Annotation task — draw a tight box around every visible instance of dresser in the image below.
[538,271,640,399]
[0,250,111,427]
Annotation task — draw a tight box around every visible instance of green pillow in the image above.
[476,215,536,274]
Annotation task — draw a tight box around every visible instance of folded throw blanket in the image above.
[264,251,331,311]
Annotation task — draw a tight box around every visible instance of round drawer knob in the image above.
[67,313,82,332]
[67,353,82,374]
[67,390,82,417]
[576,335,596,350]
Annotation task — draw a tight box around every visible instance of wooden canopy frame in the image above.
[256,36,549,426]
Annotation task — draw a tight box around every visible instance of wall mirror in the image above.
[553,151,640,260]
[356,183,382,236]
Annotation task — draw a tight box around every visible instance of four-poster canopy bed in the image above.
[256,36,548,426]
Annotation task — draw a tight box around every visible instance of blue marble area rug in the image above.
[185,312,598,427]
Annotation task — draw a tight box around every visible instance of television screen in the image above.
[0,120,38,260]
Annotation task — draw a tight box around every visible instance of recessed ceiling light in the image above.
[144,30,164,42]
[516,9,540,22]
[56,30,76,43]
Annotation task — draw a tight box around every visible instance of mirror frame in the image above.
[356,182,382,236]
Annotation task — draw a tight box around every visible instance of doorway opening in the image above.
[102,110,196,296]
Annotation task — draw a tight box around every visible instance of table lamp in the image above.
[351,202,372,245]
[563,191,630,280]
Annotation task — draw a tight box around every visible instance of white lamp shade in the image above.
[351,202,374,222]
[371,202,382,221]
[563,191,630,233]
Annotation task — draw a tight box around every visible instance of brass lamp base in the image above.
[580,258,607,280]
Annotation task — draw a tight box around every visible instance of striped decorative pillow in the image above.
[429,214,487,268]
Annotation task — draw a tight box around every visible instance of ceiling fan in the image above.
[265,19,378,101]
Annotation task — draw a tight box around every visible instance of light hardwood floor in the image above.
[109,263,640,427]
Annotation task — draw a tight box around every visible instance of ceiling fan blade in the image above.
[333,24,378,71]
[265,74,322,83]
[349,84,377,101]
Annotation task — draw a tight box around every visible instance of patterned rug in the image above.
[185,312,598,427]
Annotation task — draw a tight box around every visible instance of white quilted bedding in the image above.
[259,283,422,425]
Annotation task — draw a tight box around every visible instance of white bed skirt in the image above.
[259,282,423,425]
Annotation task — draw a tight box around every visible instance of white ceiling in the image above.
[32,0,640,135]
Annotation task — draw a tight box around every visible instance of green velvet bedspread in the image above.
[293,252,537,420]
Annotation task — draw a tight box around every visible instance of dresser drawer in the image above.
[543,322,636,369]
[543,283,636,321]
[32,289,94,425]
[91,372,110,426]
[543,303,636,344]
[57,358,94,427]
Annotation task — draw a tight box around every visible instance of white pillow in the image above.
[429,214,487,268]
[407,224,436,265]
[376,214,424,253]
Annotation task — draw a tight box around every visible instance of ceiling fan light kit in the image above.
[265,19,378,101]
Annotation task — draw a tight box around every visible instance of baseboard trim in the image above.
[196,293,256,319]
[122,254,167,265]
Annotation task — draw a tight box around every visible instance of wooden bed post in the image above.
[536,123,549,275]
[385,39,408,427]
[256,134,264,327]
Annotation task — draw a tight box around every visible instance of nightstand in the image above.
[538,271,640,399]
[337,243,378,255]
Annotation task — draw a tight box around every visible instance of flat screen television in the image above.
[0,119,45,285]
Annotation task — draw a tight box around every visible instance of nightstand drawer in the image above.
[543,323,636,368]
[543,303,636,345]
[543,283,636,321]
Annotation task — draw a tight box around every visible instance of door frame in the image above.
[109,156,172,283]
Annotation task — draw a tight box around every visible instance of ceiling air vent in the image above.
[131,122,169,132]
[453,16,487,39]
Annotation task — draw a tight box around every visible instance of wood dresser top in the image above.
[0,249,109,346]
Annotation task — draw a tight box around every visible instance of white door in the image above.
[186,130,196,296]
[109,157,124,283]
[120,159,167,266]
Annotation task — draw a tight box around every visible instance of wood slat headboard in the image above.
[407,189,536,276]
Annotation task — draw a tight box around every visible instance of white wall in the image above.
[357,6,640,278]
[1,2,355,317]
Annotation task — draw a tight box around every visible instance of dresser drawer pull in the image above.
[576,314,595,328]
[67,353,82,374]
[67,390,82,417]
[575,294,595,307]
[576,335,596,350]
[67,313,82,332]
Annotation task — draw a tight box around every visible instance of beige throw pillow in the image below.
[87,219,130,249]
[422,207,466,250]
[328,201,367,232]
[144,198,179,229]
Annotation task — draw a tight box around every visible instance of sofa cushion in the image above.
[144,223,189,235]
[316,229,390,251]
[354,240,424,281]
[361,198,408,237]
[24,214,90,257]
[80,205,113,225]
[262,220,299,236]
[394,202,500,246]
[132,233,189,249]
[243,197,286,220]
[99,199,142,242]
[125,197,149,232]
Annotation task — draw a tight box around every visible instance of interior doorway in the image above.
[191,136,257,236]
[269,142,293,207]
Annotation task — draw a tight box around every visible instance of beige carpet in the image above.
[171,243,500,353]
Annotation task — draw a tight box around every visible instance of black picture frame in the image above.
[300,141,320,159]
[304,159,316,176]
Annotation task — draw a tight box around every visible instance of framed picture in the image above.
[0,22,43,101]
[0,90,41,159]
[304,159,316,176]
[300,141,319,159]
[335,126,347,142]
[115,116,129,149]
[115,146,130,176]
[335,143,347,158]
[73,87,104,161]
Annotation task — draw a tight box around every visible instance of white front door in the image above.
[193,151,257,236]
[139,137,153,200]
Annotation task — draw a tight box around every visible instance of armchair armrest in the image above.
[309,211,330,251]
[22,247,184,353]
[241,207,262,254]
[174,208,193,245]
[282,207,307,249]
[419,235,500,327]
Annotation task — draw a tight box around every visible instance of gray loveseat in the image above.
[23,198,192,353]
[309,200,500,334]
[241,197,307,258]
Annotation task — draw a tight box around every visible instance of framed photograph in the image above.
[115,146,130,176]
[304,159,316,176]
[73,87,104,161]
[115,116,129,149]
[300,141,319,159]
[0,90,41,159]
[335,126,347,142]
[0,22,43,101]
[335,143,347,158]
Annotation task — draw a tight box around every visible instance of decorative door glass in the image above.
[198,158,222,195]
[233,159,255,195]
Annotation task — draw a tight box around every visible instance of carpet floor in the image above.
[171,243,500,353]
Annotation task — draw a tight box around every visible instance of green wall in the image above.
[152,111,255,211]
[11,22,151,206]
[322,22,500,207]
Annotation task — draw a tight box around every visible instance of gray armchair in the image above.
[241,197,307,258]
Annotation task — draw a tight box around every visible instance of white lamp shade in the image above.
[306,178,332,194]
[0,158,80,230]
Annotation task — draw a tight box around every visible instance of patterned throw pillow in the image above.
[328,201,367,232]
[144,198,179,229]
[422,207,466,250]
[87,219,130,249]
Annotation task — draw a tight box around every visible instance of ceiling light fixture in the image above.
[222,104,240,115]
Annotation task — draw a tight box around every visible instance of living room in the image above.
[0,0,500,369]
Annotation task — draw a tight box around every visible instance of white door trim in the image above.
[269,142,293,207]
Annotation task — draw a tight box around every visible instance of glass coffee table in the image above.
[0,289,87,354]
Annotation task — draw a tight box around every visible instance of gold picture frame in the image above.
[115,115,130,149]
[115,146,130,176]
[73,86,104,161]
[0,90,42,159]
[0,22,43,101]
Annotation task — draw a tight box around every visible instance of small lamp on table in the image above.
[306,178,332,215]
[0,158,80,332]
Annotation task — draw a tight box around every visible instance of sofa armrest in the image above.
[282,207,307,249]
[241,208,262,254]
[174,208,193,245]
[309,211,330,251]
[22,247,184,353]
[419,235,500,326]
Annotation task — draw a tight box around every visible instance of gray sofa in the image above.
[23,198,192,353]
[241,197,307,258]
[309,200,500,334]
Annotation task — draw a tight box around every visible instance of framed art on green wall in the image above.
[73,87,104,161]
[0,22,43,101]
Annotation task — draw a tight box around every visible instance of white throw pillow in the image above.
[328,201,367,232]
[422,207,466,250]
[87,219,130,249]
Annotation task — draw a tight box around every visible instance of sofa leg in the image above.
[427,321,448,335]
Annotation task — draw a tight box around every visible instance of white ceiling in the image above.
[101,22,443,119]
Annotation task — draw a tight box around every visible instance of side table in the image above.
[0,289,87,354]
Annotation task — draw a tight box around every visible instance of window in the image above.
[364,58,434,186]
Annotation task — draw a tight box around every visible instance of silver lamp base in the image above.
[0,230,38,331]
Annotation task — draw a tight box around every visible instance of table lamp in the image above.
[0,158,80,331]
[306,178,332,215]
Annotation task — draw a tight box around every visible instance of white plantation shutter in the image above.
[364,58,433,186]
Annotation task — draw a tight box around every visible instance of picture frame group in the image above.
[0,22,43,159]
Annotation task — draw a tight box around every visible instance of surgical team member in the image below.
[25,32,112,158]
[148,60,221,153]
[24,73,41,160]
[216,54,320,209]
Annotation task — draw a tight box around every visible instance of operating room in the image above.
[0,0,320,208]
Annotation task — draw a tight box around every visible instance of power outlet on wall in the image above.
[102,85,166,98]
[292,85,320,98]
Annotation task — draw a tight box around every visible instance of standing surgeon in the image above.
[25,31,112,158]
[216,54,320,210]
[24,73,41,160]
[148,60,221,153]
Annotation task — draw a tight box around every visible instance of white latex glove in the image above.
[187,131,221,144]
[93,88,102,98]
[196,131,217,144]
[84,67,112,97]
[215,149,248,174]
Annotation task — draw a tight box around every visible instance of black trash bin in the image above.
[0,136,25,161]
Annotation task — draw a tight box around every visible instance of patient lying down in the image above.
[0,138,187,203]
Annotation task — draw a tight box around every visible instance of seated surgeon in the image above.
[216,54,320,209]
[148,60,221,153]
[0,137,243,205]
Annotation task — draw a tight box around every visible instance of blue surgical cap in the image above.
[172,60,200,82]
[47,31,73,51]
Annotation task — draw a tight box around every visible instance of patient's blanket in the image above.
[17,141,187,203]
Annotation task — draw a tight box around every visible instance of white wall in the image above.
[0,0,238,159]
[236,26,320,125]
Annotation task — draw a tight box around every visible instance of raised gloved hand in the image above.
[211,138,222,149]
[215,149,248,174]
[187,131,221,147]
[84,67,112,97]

---

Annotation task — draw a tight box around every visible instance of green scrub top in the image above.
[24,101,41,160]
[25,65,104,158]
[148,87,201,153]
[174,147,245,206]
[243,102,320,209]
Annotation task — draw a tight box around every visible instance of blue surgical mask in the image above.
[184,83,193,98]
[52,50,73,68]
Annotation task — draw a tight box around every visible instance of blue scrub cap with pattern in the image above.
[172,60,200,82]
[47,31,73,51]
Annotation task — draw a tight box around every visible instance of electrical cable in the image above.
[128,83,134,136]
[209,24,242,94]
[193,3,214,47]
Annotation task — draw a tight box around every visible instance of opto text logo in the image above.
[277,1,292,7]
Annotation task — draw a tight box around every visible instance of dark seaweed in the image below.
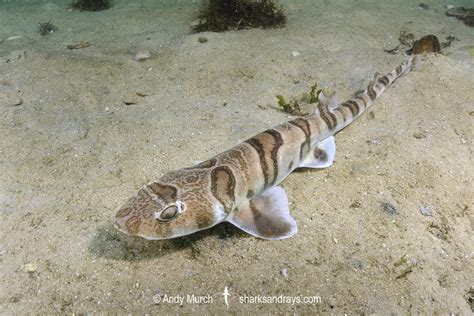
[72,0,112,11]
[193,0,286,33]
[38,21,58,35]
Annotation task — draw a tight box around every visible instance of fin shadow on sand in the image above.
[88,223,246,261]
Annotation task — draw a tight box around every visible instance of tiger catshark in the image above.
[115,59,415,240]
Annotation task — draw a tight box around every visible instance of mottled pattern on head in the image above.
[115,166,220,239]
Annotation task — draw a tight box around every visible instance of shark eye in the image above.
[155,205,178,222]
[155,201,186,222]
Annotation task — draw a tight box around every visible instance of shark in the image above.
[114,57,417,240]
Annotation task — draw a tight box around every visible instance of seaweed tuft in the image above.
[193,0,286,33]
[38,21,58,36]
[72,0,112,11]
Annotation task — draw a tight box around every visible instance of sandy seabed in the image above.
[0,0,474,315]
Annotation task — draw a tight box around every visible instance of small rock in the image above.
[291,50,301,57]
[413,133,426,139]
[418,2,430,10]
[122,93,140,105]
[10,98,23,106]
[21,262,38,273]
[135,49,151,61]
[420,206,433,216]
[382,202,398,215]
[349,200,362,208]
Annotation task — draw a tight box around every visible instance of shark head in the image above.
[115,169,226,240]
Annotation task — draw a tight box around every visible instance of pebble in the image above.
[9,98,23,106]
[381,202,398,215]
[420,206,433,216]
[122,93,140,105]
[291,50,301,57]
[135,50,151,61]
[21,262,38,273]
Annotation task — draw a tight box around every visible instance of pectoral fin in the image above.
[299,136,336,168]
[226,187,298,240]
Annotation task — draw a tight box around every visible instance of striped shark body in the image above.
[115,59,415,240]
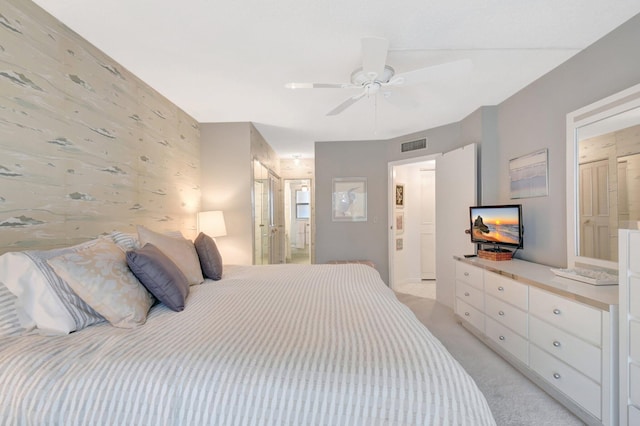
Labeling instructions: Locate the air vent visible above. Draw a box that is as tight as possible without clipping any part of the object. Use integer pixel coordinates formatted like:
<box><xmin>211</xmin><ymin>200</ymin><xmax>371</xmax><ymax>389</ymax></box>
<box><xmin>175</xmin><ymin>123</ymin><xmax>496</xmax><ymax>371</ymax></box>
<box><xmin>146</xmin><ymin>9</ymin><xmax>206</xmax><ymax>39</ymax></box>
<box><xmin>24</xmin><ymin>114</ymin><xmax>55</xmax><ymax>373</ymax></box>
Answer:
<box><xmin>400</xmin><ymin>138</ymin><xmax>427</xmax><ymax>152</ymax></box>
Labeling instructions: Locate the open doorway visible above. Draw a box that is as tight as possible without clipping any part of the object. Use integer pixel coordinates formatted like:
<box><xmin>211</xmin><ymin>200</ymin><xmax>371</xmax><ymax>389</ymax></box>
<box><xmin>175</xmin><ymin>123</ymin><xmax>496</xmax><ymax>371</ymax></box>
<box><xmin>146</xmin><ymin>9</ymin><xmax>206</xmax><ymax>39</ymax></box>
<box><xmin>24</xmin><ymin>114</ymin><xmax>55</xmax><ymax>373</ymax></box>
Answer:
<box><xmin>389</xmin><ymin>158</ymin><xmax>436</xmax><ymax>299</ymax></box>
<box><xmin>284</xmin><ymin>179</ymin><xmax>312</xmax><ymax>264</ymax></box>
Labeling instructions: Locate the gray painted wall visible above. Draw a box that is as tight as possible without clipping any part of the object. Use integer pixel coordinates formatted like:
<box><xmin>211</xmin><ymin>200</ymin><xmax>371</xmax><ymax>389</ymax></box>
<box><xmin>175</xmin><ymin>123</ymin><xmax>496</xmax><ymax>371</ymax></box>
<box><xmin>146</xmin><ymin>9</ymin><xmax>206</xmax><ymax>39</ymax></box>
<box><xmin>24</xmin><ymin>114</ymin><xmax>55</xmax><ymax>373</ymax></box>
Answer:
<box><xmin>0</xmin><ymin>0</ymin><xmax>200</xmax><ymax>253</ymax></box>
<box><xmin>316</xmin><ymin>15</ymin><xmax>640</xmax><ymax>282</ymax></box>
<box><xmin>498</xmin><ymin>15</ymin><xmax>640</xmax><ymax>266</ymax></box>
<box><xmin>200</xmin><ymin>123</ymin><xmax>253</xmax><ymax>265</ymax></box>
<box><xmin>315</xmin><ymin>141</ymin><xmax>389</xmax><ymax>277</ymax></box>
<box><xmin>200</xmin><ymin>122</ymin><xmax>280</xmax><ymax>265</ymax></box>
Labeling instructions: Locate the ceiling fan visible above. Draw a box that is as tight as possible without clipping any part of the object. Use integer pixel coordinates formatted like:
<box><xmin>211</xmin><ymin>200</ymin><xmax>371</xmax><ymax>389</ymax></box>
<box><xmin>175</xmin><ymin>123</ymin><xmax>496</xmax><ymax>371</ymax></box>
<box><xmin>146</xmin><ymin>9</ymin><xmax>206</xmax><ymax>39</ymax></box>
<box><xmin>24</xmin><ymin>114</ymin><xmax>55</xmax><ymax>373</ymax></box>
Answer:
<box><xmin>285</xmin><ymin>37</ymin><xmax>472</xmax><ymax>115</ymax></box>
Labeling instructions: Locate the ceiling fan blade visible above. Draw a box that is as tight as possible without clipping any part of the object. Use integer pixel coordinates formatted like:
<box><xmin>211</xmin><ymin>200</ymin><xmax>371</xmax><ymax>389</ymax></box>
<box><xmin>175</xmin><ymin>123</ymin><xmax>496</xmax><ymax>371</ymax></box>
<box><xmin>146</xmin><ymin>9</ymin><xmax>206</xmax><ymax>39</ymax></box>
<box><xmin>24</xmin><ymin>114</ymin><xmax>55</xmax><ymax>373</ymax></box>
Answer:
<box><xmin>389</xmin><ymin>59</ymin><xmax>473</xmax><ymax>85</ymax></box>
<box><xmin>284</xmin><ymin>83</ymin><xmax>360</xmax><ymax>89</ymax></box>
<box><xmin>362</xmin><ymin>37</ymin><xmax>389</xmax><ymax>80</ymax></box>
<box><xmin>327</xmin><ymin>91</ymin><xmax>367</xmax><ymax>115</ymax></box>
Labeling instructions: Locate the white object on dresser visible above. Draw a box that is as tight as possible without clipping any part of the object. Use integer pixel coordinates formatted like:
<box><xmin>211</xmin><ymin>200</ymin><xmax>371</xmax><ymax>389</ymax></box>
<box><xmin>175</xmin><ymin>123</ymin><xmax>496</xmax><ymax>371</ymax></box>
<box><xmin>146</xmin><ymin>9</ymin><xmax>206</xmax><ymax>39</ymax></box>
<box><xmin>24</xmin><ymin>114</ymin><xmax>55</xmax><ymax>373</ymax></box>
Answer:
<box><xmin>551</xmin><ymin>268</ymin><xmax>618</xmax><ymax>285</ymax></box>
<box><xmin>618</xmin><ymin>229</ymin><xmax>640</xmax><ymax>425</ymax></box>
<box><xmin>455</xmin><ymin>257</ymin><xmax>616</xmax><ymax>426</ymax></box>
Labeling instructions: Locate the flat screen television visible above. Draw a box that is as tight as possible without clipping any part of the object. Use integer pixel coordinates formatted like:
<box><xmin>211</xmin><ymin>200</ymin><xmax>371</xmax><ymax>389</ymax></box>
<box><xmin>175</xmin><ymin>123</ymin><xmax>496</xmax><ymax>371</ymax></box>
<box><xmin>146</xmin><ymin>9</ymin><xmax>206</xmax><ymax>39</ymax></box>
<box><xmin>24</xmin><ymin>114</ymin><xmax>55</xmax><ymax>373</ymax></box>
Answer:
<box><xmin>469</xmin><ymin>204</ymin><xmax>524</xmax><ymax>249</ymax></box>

Exercise directions
Please convert the records from the line containing "standing surgeon in the image above." through the line containing "[0,138,187,203]" into a Markdown table, leaving out blank lines. Give it two columns, Row for the row number and Entry for the line itself.

Solution to the exercise
| Row | Entry |
|---|---|
| 1 | Annotation task — draw a tight box around every visible instance of standing surgeon in the image above. |
| 2 | [25,31,112,158] |
| 3 | [216,54,320,210] |
| 4 | [24,73,41,160] |
| 5 | [148,60,221,153] |
| 6 | Annotation task — draw a tight box around every visible instance of white latex glove in the image above. |
| 7 | [187,131,221,144] |
| 8 | [93,88,102,98] |
| 9 | [196,131,217,144] |
| 10 | [84,67,112,97] |
| 11 | [215,149,248,174] |
| 12 | Annotation task — draw a tight box around every visible instance of black trash bin in the image above. |
| 13 | [0,136,25,161] |
| 14 | Annotation task — draw a tight box around every visible instance of patient lying down in the image above. |
| 15 | [0,138,187,203] |